**PROVIDED TEXT**.
Why Clean Coal Is Years Away
Coal is here to stay, but efforts to cut emissions are ambitious, expensive, and have largely stumbled.
America runs on coal. It’s cheap, plentiful (at least for another 100 years or so), and comfortingly domestic. Two hundred years ago, it powered the industrial revolution. Today, it spits out nearly half of the country’s electricity.
Coal’s problems, however, are getting to be so big and serious that they are not just overshadowing the industry but threatening to render it obsolete. About 80 percent of the electricity sector’s carbon dioxide emissions come from burning coal. A price on CO2 pollution, which Congress might impose as early as this year, is expected to be so costly that the mere prospect of it is already shaking things up. Some states have banned new coal plants, and many companies are canceling their plans in other places.

**AIM**.
Can you repeat, word for word, the part of the clean coal piece above that opens with the words containing "America runs on" and closes with "in other places."?

**RAW RECORDS**.

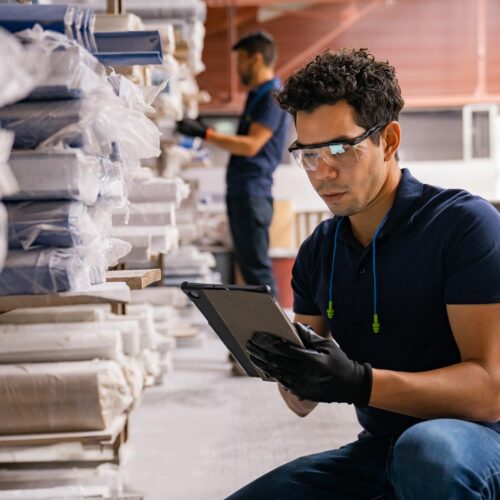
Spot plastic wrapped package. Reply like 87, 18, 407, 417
0, 130, 19, 198
108, 304, 156, 349
113, 203, 176, 226
129, 177, 189, 205
121, 358, 145, 400
0, 99, 85, 149
8, 149, 101, 205
0, 203, 8, 270
0, 248, 91, 295
0, 304, 111, 325
6, 201, 102, 250
16, 26, 108, 100
0, 28, 43, 107
0, 88, 160, 162
111, 226, 179, 262
0, 361, 133, 434
99, 158, 128, 208
129, 286, 191, 311
0, 323, 123, 363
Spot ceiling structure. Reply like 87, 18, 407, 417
199, 0, 500, 112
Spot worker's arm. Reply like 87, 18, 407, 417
278, 314, 329, 417
205, 122, 273, 156
370, 304, 500, 422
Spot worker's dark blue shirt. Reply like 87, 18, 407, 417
226, 82, 289, 198
292, 170, 500, 435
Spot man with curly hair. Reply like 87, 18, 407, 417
230, 49, 500, 500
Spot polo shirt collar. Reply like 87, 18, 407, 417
381, 168, 424, 235
339, 168, 424, 243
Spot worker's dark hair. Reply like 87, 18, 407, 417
233, 31, 278, 66
276, 49, 404, 144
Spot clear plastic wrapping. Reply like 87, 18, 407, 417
0, 361, 133, 434
0, 323, 123, 363
113, 203, 176, 226
8, 149, 102, 205
6, 201, 103, 250
0, 87, 160, 162
0, 248, 91, 295
129, 177, 189, 204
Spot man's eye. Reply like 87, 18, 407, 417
329, 144, 345, 155
304, 153, 317, 160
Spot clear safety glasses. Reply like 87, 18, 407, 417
288, 125, 382, 171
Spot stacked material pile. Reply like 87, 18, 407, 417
0, 304, 166, 434
0, 28, 159, 295
132, 287, 209, 350
164, 246, 220, 286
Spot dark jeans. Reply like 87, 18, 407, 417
226, 196, 276, 293
228, 419, 500, 500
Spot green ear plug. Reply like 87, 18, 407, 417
326, 300, 335, 319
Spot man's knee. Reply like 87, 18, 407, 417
227, 457, 305, 500
391, 419, 482, 498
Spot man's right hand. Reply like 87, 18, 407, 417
177, 118, 208, 139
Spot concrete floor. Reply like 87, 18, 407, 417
123, 334, 360, 500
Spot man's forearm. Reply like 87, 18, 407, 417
206, 129, 259, 156
370, 361, 500, 422
278, 384, 318, 417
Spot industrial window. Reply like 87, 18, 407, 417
471, 110, 491, 159
399, 109, 464, 162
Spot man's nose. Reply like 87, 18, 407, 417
314, 158, 339, 181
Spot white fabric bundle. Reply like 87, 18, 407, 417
0, 361, 133, 434
0, 320, 141, 359
129, 177, 189, 205
9, 149, 101, 205
0, 304, 111, 327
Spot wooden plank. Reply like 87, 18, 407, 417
106, 269, 161, 290
0, 283, 130, 312
0, 415, 127, 448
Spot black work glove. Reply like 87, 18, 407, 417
177, 118, 208, 139
246, 323, 372, 406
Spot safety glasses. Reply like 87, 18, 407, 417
288, 125, 382, 171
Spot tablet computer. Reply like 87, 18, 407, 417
181, 281, 303, 380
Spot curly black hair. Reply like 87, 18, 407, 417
276, 49, 404, 142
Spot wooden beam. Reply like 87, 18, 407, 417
278, 0, 385, 78
205, 0, 370, 8
474, 0, 487, 98
106, 269, 161, 290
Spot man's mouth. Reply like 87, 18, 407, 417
321, 191, 346, 201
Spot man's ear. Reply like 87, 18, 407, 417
381, 121, 401, 161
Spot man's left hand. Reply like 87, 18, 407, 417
247, 323, 372, 406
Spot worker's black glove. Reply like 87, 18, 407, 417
246, 323, 372, 406
177, 118, 208, 139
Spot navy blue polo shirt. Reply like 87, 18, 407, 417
292, 169, 500, 435
226, 82, 289, 198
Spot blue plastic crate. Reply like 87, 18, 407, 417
94, 31, 163, 66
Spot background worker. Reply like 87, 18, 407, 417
178, 31, 289, 293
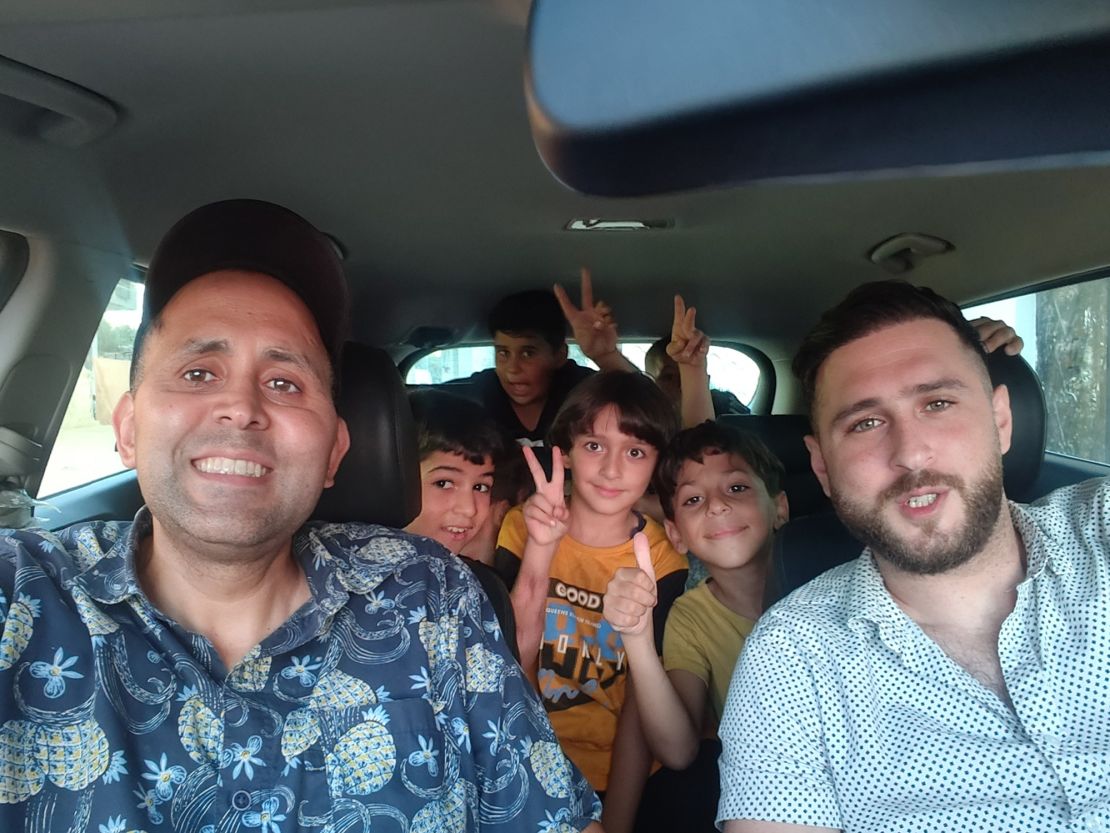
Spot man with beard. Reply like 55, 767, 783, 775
0, 200, 601, 833
718, 281, 1110, 833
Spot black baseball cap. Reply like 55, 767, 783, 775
142, 200, 351, 377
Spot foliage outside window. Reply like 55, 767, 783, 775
39, 280, 143, 498
405, 341, 759, 404
963, 279, 1110, 463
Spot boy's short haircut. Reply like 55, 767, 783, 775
794, 280, 987, 418
488, 289, 566, 350
547, 370, 678, 453
654, 420, 786, 521
408, 390, 511, 465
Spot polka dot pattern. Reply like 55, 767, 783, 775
718, 480, 1110, 833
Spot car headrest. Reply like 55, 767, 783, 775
987, 350, 1047, 502
717, 413, 830, 518
312, 341, 420, 529
764, 351, 1046, 609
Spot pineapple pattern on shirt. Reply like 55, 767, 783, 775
0, 510, 601, 833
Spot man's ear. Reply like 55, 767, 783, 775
112, 391, 135, 469
991, 384, 1013, 454
324, 417, 351, 489
771, 492, 790, 532
806, 434, 833, 498
663, 518, 689, 552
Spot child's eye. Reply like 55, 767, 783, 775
848, 417, 882, 434
181, 368, 215, 384
266, 379, 301, 393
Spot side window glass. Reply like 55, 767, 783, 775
963, 279, 1110, 463
405, 341, 759, 404
39, 279, 143, 498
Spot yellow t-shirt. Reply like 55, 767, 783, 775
497, 506, 687, 791
663, 579, 756, 726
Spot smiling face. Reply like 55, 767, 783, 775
493, 330, 566, 408
806, 319, 1010, 574
665, 450, 788, 570
405, 451, 494, 553
113, 270, 349, 559
567, 405, 659, 515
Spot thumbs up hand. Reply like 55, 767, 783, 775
602, 532, 658, 639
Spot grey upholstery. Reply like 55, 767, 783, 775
312, 342, 420, 529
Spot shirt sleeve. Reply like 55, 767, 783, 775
717, 614, 842, 830
444, 550, 601, 831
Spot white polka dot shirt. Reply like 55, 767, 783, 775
717, 480, 1110, 833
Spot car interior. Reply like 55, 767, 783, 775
0, 0, 1110, 535
0, 0, 1110, 830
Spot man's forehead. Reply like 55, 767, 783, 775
815, 319, 989, 417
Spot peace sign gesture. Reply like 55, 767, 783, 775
523, 445, 571, 546
667, 295, 709, 367
555, 267, 617, 362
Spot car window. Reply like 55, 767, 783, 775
963, 278, 1110, 463
39, 279, 143, 498
405, 341, 759, 405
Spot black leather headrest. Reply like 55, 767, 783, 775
764, 351, 1046, 608
717, 413, 829, 516
312, 342, 420, 529
987, 350, 1047, 502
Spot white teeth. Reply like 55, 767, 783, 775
194, 456, 270, 478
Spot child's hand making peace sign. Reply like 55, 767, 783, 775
523, 445, 571, 546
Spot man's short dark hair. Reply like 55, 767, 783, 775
488, 289, 566, 350
547, 370, 678, 452
653, 420, 786, 521
794, 281, 987, 415
408, 390, 511, 465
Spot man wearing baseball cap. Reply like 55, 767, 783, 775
0, 200, 599, 833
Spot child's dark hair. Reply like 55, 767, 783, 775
408, 390, 509, 465
794, 280, 987, 417
547, 370, 678, 452
653, 420, 786, 521
488, 289, 566, 350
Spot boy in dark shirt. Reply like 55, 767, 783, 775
471, 269, 636, 450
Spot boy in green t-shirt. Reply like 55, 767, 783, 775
603, 422, 789, 770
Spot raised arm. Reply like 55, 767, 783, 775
554, 267, 639, 373
970, 315, 1026, 355
602, 532, 706, 770
509, 446, 569, 685
667, 295, 716, 428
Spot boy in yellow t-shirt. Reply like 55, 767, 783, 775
495, 372, 686, 833
604, 422, 789, 770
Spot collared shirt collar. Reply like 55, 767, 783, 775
74, 506, 394, 616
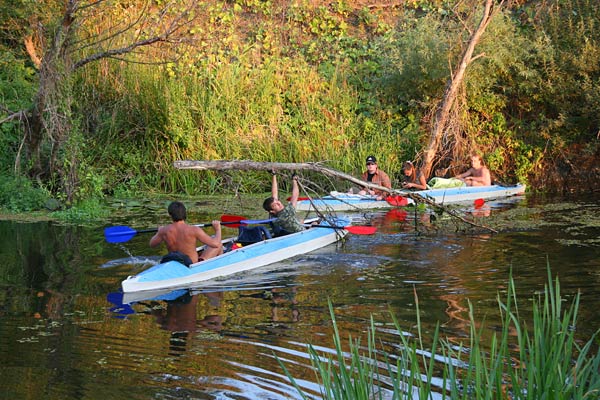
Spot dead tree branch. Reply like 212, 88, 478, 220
174, 160, 497, 233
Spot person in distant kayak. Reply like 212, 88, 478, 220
402, 161, 427, 190
150, 201, 223, 266
263, 171, 306, 236
351, 156, 392, 200
455, 153, 492, 186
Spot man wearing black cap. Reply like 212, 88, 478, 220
358, 156, 392, 200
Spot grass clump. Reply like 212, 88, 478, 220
279, 268, 600, 399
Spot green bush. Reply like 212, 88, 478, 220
0, 175, 50, 213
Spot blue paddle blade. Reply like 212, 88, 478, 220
104, 226, 137, 243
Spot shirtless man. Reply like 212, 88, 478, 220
455, 154, 492, 186
150, 201, 223, 264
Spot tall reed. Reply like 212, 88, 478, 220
279, 268, 600, 400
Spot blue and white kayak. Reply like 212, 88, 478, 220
296, 184, 525, 211
121, 219, 350, 293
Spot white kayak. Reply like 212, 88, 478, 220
121, 219, 352, 293
296, 184, 525, 211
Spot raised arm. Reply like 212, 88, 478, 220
271, 171, 279, 199
455, 168, 473, 179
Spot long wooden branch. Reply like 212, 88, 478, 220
174, 160, 497, 233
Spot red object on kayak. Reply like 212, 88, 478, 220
386, 208, 408, 221
385, 194, 408, 207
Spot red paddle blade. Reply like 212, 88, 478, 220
386, 208, 408, 221
344, 225, 377, 235
286, 196, 310, 201
221, 214, 248, 228
385, 195, 408, 207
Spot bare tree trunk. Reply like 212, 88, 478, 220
421, 0, 504, 177
19, 0, 197, 201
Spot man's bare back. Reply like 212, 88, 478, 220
455, 155, 492, 186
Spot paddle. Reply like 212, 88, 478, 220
286, 196, 310, 201
104, 215, 273, 243
221, 214, 276, 228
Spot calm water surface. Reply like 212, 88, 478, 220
0, 193, 600, 399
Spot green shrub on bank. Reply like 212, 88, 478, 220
278, 268, 600, 400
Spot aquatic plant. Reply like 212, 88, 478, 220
278, 267, 600, 399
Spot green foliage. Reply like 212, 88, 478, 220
0, 0, 600, 200
50, 198, 110, 225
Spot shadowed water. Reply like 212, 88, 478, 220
0, 193, 600, 399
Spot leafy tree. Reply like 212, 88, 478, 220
0, 0, 202, 201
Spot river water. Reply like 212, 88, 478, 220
0, 196, 600, 400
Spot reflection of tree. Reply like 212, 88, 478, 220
271, 286, 300, 322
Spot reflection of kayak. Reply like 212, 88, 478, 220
121, 219, 356, 294
296, 184, 525, 211
98, 256, 160, 268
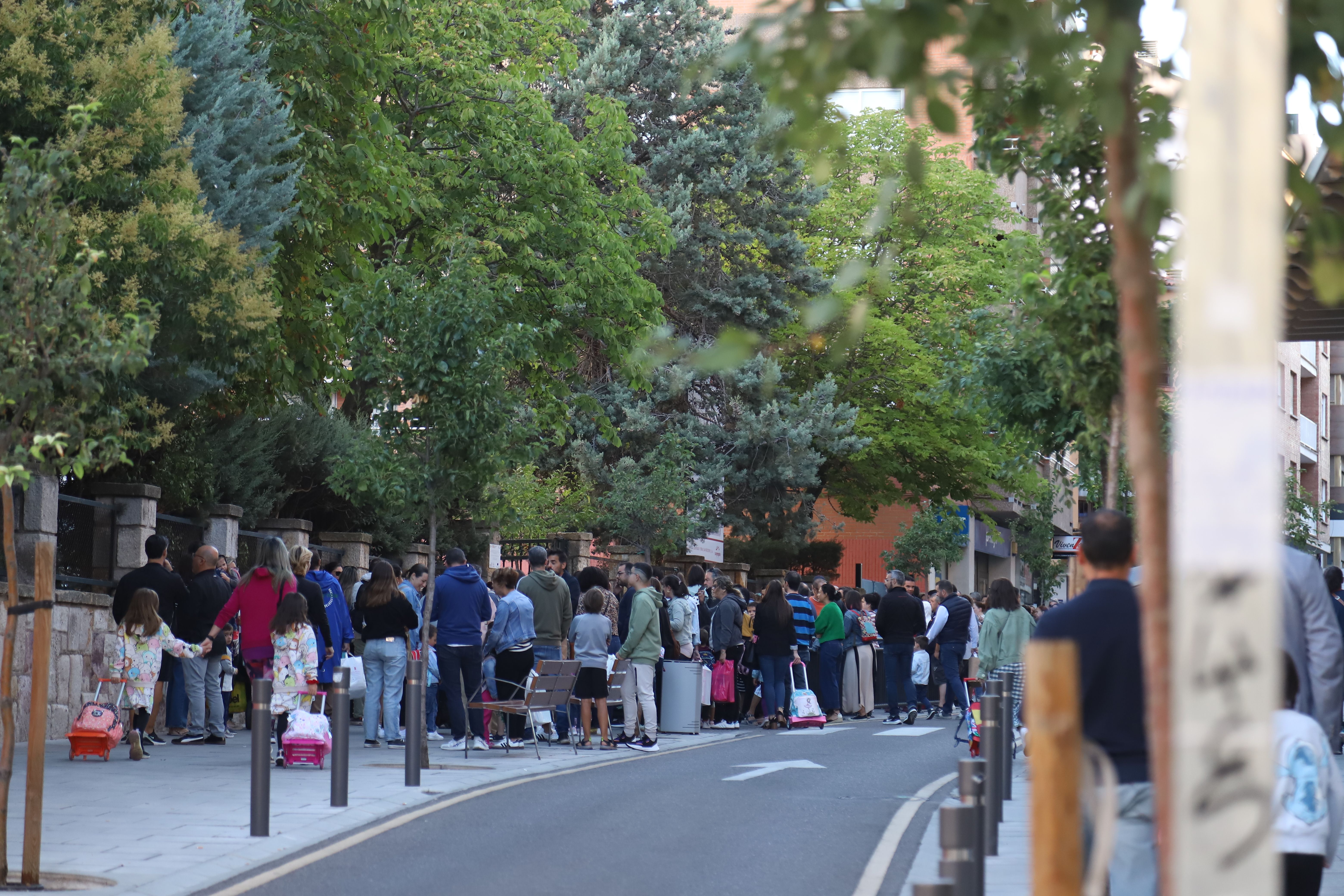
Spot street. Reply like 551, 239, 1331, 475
223, 720, 966, 896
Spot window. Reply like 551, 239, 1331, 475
831, 87, 906, 118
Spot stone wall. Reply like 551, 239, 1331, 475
0, 582, 117, 740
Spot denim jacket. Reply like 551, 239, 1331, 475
482, 588, 536, 656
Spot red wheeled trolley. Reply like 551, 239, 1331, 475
66, 678, 126, 762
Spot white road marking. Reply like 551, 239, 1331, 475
853, 768, 957, 896
724, 759, 825, 781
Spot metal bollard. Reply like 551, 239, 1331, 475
999, 670, 1017, 799
980, 693, 1004, 856
938, 805, 978, 896
910, 880, 957, 896
402, 660, 429, 787
251, 678, 271, 837
327, 666, 349, 806
957, 759, 985, 896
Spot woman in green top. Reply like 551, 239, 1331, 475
816, 583, 844, 721
980, 579, 1036, 728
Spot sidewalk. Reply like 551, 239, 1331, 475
9, 730, 742, 896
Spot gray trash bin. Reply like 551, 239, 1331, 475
659, 660, 704, 735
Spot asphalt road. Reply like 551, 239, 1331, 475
236, 720, 968, 896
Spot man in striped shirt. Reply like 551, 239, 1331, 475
784, 569, 817, 662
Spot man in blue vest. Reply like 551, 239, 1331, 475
927, 579, 976, 719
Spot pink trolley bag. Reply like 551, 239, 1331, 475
789, 661, 827, 728
281, 694, 332, 768
66, 678, 126, 762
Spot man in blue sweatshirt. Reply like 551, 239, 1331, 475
1036, 510, 1157, 896
429, 548, 493, 750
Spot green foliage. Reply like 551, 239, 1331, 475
782, 112, 1039, 520
172, 0, 300, 258
723, 536, 844, 575
473, 464, 599, 539
1283, 470, 1333, 554
0, 129, 153, 488
882, 501, 970, 572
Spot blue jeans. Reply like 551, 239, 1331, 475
364, 638, 406, 740
757, 656, 793, 719
817, 638, 843, 715
882, 641, 915, 716
532, 643, 570, 739
938, 641, 970, 715
434, 643, 485, 740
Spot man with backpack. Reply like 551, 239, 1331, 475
876, 569, 925, 725
925, 579, 980, 719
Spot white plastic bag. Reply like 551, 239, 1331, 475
340, 657, 368, 698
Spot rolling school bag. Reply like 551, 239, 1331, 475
789, 661, 827, 728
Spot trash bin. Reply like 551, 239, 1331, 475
659, 660, 704, 735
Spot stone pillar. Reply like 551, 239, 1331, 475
710, 563, 751, 588
317, 532, 371, 579
90, 482, 161, 579
206, 504, 243, 560
257, 520, 313, 548
551, 532, 593, 575
13, 476, 61, 584
402, 543, 429, 572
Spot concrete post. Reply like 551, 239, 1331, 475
13, 476, 61, 584
90, 482, 163, 579
257, 520, 313, 548
317, 532, 374, 579
206, 504, 243, 560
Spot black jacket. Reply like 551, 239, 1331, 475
112, 563, 189, 631
172, 569, 234, 647
875, 588, 925, 645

**WORKED ANSWER**.
America runs on coal. It’s cheap, plentiful (at least for another 100 years or so), and comfortingly domestic. Two hundred years ago, it powered the industrial revolution. Today, it spits out nearly half of the country’s electricity.
Coal’s problems, however, are getting to be so big and serious that they are not just overshadowing the industry but threatening to render it obsolete. About 80 percent of the electricity sector’s carbon dioxide emissions come from burning coal. A price on CO2 pollution, which Congress might impose as early as this year, is expected to be so costly that the mere prospect of it is already shaking things up. Some states have banned new coal plants, and many companies are canceling their plans in other places.